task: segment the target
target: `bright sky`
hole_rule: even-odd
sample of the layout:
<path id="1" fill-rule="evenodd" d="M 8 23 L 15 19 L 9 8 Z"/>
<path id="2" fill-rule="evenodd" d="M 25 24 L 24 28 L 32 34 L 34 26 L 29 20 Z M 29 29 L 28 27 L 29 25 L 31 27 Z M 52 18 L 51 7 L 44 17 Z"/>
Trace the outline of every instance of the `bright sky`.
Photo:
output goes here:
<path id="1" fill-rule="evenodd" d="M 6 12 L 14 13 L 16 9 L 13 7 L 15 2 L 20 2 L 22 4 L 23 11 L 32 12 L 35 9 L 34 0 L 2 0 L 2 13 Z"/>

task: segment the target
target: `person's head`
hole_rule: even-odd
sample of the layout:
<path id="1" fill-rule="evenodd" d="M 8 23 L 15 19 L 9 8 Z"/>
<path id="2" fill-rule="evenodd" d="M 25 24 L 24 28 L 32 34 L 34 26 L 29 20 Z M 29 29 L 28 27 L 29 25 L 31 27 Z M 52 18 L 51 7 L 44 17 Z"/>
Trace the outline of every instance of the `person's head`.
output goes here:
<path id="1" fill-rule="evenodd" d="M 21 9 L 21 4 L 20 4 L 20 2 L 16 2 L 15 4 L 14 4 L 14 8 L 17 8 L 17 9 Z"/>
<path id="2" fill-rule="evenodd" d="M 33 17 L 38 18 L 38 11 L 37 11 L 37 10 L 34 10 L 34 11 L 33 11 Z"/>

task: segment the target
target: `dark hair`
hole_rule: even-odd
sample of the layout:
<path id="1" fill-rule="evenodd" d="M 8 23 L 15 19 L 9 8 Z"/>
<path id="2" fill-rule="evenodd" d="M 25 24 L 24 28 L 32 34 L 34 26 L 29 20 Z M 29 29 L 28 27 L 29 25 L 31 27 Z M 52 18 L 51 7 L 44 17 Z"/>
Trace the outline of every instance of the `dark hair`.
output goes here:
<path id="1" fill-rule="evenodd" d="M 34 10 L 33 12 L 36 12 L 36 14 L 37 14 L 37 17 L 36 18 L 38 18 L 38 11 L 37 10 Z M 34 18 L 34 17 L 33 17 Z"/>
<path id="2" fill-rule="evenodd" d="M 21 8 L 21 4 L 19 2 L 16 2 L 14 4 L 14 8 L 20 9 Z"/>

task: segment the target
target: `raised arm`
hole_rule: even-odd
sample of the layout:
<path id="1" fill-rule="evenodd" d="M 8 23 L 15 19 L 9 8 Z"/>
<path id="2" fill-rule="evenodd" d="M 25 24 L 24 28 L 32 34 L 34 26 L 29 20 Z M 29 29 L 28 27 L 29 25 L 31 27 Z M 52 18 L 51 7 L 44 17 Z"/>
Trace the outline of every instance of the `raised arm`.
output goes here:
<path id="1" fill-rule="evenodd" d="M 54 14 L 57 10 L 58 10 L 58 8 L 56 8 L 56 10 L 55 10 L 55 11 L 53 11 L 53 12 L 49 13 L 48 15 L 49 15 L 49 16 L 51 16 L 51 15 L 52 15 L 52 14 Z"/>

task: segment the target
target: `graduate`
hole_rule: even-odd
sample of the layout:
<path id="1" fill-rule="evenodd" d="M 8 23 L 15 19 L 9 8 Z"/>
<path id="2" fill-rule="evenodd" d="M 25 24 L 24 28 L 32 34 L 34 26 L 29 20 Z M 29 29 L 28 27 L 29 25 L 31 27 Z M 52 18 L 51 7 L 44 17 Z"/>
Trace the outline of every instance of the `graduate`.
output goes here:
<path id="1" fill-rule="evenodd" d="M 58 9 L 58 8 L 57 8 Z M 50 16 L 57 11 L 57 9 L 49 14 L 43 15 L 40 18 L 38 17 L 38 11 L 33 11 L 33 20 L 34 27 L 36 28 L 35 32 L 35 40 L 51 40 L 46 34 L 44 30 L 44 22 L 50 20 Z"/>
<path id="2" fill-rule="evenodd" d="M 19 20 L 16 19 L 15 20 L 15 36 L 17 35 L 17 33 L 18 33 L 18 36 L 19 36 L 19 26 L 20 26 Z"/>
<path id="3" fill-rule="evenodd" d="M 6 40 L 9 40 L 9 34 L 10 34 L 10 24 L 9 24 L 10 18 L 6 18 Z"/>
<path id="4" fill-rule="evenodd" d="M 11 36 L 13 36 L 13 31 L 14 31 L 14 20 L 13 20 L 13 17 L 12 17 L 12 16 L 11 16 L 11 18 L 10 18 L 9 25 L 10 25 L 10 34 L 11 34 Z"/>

_Task instructions_. Reproduce the material above line for line, without changing any character.

_Answer_.
task: segment the target
target: `bright sky`
hole_rule: even-odd
sample of the layout:
<path id="1" fill-rule="evenodd" d="M 8 23 L 15 19 L 9 8 Z"/>
<path id="2" fill-rule="evenodd" d="M 25 24 L 24 28 L 32 34 L 34 26 L 29 20 Z M 29 29 L 28 27 L 29 25 L 31 27 Z M 52 18 L 51 7 L 44 17 Z"/>
Trace the outline of every instance of the `bright sky`.
Photo:
output goes here:
<path id="1" fill-rule="evenodd" d="M 6 12 L 14 13 L 16 9 L 13 7 L 15 2 L 20 2 L 22 4 L 23 11 L 32 12 L 35 9 L 34 0 L 2 0 L 2 13 Z"/>

task: segment the target
target: `person's head`
hole_rule: even-odd
sample of the layout:
<path id="1" fill-rule="evenodd" d="M 8 23 L 15 19 L 9 8 Z"/>
<path id="2" fill-rule="evenodd" d="M 25 24 L 24 28 L 32 34 L 34 26 L 29 20 Z M 29 29 L 28 27 L 29 25 L 31 27 Z M 52 18 L 51 7 L 44 17 Z"/>
Trace the outline of every instance of the `person's head`.
output goes here:
<path id="1" fill-rule="evenodd" d="M 21 9 L 21 4 L 20 4 L 20 2 L 16 2 L 15 4 L 14 4 L 14 8 L 17 8 L 17 9 Z"/>
<path id="2" fill-rule="evenodd" d="M 33 17 L 38 18 L 38 11 L 37 11 L 37 10 L 34 10 L 34 11 L 33 11 Z"/>

task: segment the target
target: `dark hair`
hole_rule: even-odd
sample of the layout:
<path id="1" fill-rule="evenodd" d="M 8 23 L 15 19 L 9 8 Z"/>
<path id="2" fill-rule="evenodd" d="M 25 24 L 24 28 L 32 34 L 34 26 L 29 20 Z M 29 29 L 28 27 L 29 25 L 31 27 Z M 52 18 L 51 7 L 44 17 Z"/>
Trace the outline of every instance of the `dark hair`.
output goes here:
<path id="1" fill-rule="evenodd" d="M 34 10 L 33 12 L 36 12 L 36 14 L 37 14 L 37 17 L 36 18 L 38 18 L 38 11 L 37 10 Z M 34 18 L 34 17 L 33 17 Z"/>
<path id="2" fill-rule="evenodd" d="M 21 8 L 21 4 L 19 2 L 16 2 L 14 4 L 14 8 L 20 9 Z"/>

task: segment the target
target: `raised arm`
hole_rule: even-odd
sample of the layout:
<path id="1" fill-rule="evenodd" d="M 8 23 L 15 19 L 9 8 Z"/>
<path id="2" fill-rule="evenodd" d="M 25 24 L 24 28 L 32 34 L 34 26 L 29 20 Z M 29 29 L 28 27 L 29 25 L 31 27 Z M 52 18 L 51 7 L 44 17 Z"/>
Trace the outline of every instance of the `raised arm`.
output goes here:
<path id="1" fill-rule="evenodd" d="M 54 14 L 57 10 L 58 10 L 58 8 L 56 8 L 56 10 L 55 10 L 55 11 L 53 11 L 53 12 L 49 13 L 48 15 L 49 15 L 49 16 L 51 16 L 51 15 L 52 15 L 52 14 Z"/>

task: segment the target
target: `graduate`
hole_rule: even-odd
sample of the layout:
<path id="1" fill-rule="evenodd" d="M 8 23 L 15 19 L 9 8 Z"/>
<path id="2" fill-rule="evenodd" d="M 25 24 L 24 28 L 32 34 L 34 26 L 29 20 Z M 29 29 L 28 27 L 29 25 L 31 27 Z M 52 18 L 51 7 L 44 17 Z"/>
Trace the outline of every instance of the `graduate`.
output goes here:
<path id="1" fill-rule="evenodd" d="M 58 9 L 58 8 L 57 8 Z M 50 16 L 57 11 L 57 9 L 49 14 L 43 15 L 40 18 L 38 17 L 38 11 L 33 11 L 33 20 L 34 27 L 36 28 L 35 32 L 35 40 L 51 40 L 46 34 L 44 30 L 44 22 L 50 20 Z"/>
<path id="2" fill-rule="evenodd" d="M 19 20 L 16 19 L 15 20 L 15 36 L 17 35 L 17 33 L 18 33 L 18 36 L 19 36 L 19 26 L 20 26 Z"/>
<path id="3" fill-rule="evenodd" d="M 6 40 L 9 40 L 9 34 L 10 34 L 10 24 L 9 24 L 10 18 L 6 18 Z"/>
<path id="4" fill-rule="evenodd" d="M 11 36 L 13 36 L 13 31 L 14 31 L 14 20 L 13 20 L 13 17 L 12 17 L 12 16 L 11 16 L 11 18 L 10 18 L 9 25 L 10 25 L 10 34 L 11 34 Z"/>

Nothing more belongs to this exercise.